> WORKING DATA

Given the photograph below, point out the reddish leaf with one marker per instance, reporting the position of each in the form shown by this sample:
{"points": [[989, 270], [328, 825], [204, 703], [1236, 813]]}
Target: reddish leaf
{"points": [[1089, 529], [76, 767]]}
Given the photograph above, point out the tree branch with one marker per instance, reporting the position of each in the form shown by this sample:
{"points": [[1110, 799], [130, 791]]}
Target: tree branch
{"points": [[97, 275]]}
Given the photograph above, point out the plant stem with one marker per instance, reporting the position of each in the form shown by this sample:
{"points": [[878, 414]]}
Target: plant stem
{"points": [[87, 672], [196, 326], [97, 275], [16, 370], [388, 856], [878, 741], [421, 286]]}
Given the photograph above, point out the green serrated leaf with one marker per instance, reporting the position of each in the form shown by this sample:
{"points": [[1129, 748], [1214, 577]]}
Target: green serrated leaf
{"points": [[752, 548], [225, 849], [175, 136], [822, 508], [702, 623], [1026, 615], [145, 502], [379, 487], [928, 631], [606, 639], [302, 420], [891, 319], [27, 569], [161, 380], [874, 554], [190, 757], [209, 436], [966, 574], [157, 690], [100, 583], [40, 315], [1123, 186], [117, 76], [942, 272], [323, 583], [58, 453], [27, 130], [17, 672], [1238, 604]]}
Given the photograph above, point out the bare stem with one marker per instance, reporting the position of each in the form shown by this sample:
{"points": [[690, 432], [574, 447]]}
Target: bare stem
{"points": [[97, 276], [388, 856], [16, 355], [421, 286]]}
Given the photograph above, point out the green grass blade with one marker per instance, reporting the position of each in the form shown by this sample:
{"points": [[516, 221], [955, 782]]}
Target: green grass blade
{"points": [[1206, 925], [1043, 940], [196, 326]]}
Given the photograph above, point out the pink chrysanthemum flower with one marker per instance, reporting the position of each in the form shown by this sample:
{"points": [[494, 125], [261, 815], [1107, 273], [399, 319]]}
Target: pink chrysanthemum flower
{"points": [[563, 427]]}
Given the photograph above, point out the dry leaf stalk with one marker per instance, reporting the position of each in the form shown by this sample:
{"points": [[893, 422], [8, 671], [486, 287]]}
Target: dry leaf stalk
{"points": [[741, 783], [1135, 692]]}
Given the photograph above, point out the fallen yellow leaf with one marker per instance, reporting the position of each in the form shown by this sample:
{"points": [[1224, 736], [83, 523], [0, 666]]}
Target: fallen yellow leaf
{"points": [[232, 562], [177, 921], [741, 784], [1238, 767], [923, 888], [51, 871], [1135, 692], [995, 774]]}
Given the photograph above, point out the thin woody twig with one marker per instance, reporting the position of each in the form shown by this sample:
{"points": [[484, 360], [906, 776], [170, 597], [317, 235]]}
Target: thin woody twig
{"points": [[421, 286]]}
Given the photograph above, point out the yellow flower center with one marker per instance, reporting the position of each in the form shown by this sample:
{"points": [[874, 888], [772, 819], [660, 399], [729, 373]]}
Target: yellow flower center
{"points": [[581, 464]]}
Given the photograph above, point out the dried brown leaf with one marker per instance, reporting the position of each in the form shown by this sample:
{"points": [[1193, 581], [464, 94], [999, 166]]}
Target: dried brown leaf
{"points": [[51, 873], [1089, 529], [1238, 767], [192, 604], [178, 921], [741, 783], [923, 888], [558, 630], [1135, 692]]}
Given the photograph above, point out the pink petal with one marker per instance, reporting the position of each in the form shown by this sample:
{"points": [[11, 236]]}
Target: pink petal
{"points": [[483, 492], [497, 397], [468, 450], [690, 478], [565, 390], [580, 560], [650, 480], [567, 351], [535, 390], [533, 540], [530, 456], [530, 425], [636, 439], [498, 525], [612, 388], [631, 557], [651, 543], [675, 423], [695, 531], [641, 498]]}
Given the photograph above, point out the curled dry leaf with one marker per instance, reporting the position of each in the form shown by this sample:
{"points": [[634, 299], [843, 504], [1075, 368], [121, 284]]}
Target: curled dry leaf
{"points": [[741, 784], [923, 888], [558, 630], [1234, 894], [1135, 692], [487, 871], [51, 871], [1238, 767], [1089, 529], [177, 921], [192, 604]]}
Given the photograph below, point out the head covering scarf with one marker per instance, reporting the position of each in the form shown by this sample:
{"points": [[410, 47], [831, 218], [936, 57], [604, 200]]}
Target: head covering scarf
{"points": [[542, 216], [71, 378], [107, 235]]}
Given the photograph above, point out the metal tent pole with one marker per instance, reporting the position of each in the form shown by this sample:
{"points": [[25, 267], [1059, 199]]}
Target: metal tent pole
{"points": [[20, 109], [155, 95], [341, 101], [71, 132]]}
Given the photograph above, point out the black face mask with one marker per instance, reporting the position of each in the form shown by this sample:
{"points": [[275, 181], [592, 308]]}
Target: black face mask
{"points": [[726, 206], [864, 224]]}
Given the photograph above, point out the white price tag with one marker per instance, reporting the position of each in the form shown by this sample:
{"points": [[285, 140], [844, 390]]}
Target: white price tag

> GIVEN PROBLEM
Copy the entries above exactly, leaving none out.

> ANSWER BELOW
Given the photograph below, point out the reddish leaf with one marker per instance, reporting the position of each in the form shown by this sample:
{"points": [[989, 270], [328, 825], [204, 703], [1236, 813]]}
Target: reddish leaf
{"points": [[1089, 529], [76, 767]]}
Given the photograph above, point out the tree branch with one marker per instance, reporting the position of each in the form shown by this sample:
{"points": [[1110, 799], [130, 791]]}
Target: tree branch
{"points": [[97, 275]]}
Given the photograph above, point out the plant stem with one marker per instance, reporting the position of each in the form shown by this sample:
{"points": [[878, 414]]}
Target: plant stem
{"points": [[87, 672], [196, 326], [97, 275], [16, 370], [388, 856], [878, 741], [421, 286]]}
Given the photograph above, point out the green serrated leaf with one marker per instance, reporting the position of each in the form shown by this sample:
{"points": [[1129, 748], [1214, 577]]}
Target: green serrated leaf
{"points": [[752, 548], [225, 849], [175, 136], [822, 508], [702, 623], [1026, 615], [145, 502], [379, 487], [928, 631], [606, 639], [302, 420], [891, 319], [27, 569], [161, 380], [874, 554], [190, 757], [209, 436], [966, 574], [157, 690], [100, 583], [40, 315], [1123, 186], [117, 76], [942, 272], [323, 583], [58, 453], [27, 130], [17, 672], [1238, 604]]}
Given the photograph above, point out the bare stem with one marker per instance, reporting the position of each in the form shown by this sample:
{"points": [[690, 432], [574, 447]]}
Target: bare stem
{"points": [[97, 276], [388, 856], [16, 355], [421, 286]]}
Given the photograph above, point out the green grass blade with one marker per instance, reporting the position of each in the form shown by this sample:
{"points": [[516, 221], [955, 782]]}
Target: green grass blade
{"points": [[1206, 925], [1043, 940], [196, 326]]}
Given the photograph above, point out the pink chrysanthemum flower with one marker per instance, reporting the position of each in the form shown by this sample:
{"points": [[494, 125], [261, 815], [1107, 273], [399, 319]]}
Target: pink chrysanthemum flower
{"points": [[563, 427]]}
Given the photograph above, point out the dry leaf stalk with one marker per instance, reporting the position of each in the form shown by this sample:
{"points": [[893, 422], [8, 671], [486, 287]]}
Target: dry leaf stalk
{"points": [[741, 783], [1135, 692]]}
Given the photograph above, point out the fallen yellow leaf with one marker per instance, reporting the position of each in the form shown by this sample:
{"points": [[1224, 736], [83, 523], [0, 666]]}
Target: fallen yellow leaf
{"points": [[232, 562], [177, 921], [741, 784], [1238, 767], [923, 888], [51, 871], [1135, 692], [995, 774]]}
Given the photograph above, point out the thin woody twig with one marker per instance, reporting the position of each in the form shown by this sample:
{"points": [[484, 360], [906, 776], [170, 597], [317, 235]]}
Target: thin woody twig
{"points": [[421, 286]]}
Given the photograph above, point out the yellow flower center with one marker per instance, reporting the position of each in the form shown by this sample:
{"points": [[874, 888], [772, 819], [660, 399], [729, 373]]}
Target: yellow flower center
{"points": [[581, 464]]}
Given the photograph above, point out the dried brown leaf with one marker per instance, reporting the position of each in the form shown by this sample:
{"points": [[1193, 581], [464, 94], [999, 166]]}
Target: dried brown leaf
{"points": [[51, 873], [1089, 529], [1238, 767], [192, 604], [178, 921], [741, 783], [923, 888], [558, 630], [1135, 692]]}
Given the photograph above, point out the pink petal with one marker per instance, reporting the position of each in the form shown by this sample:
{"points": [[11, 236]]}
Target: pink petal
{"points": [[483, 492], [497, 397], [468, 450], [690, 478], [565, 390], [580, 560], [650, 480], [567, 351], [535, 390], [533, 540], [530, 456], [530, 425], [636, 439], [498, 525], [612, 388], [631, 557], [651, 543], [675, 423], [695, 531], [641, 498]]}
Given the photograph above, point out the curled dry leaf with one marker per instance, reporting the position of each in the form shown by this sample:
{"points": [[634, 299], [843, 504], [1075, 368], [121, 284]]}
Target: curled dry leaf
{"points": [[741, 784], [923, 888], [558, 630], [1234, 894], [1135, 692], [487, 871], [51, 871], [1238, 767], [1089, 529], [177, 921], [192, 604]]}
Given the photograph below, point out the head covering scarf with one marker per instance, reporting the position of each in the form shown by this sample:
{"points": [[410, 47], [831, 218], [936, 57], [604, 200]]}
Target: head covering scarf
{"points": [[542, 216], [71, 378], [107, 235]]}
Given the photograph above, point out the metal tent pole with one marker per instance, reporting the position of each in the form shown by this sample:
{"points": [[25, 267], [1059, 199]]}
Target: metal tent pole
{"points": [[20, 109], [155, 95], [341, 101], [71, 132]]}
Given the photograph above, point out the black face mask with one marker per instance, reporting the position of each in the form shown by this sample:
{"points": [[275, 181], [592, 308]]}
Target: black face mask
{"points": [[726, 206], [864, 224]]}
Given the photograph above, point out the white price tag with one marker per instance, reporting the position of each in the form shown by this sample:
{"points": [[285, 140], [844, 390]]}
Target: white price tag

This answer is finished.